▶ Segmentation mask data

********

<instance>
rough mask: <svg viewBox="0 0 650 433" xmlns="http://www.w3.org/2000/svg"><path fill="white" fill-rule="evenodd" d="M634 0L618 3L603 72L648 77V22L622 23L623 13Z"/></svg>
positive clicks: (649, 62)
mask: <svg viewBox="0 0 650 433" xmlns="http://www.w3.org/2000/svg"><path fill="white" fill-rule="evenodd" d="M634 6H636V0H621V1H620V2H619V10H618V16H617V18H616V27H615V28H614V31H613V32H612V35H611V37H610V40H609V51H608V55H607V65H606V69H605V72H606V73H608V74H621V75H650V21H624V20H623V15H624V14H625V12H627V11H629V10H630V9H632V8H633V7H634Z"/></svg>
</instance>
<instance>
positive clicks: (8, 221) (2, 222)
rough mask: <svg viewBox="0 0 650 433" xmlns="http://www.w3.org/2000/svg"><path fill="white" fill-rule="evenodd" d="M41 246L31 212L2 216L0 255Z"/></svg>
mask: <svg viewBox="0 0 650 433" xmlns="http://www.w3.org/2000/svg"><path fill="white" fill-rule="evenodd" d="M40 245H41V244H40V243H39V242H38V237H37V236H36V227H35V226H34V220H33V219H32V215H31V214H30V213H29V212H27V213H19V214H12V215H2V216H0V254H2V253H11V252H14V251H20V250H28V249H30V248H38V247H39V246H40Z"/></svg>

********

▶ What is expected
Reproduce each entry above without a single difference.

▶ Answer for the task
<instance>
rough mask: <svg viewBox="0 0 650 433" xmlns="http://www.w3.org/2000/svg"><path fill="white" fill-rule="evenodd" d="M634 0L618 3L603 72L648 77V22L622 23L623 13Z"/></svg>
positive clicks: (649, 62)
mask: <svg viewBox="0 0 650 433" xmlns="http://www.w3.org/2000/svg"><path fill="white" fill-rule="evenodd" d="M634 6H636V0H621V1H620V2H619V10H618V16H617V18H616V27H615V28H614V31H613V32H612V35H611V37H610V40H609V51H608V55H607V65H606V69H605V72H606V73H608V74H621V75H650V21H624V20H623V15H624V14H625V12H627V11H629V10H630V9H632V8H633V7H634Z"/></svg>
</instance>
<instance>
positive clicks: (8, 221) (2, 222)
rough mask: <svg viewBox="0 0 650 433" xmlns="http://www.w3.org/2000/svg"><path fill="white" fill-rule="evenodd" d="M41 246L31 212L2 216L0 255Z"/></svg>
mask: <svg viewBox="0 0 650 433" xmlns="http://www.w3.org/2000/svg"><path fill="white" fill-rule="evenodd" d="M40 245H41V244H40V243H39V242H38V237H37V236H36V227H35V226H34V220H33V219H32V215H31V214H30V213H29V212H27V213H19V214H12V215H2V216H0V254H2V253H11V252H14V251H20V250H28V249H30V248H38V247H39V246H40Z"/></svg>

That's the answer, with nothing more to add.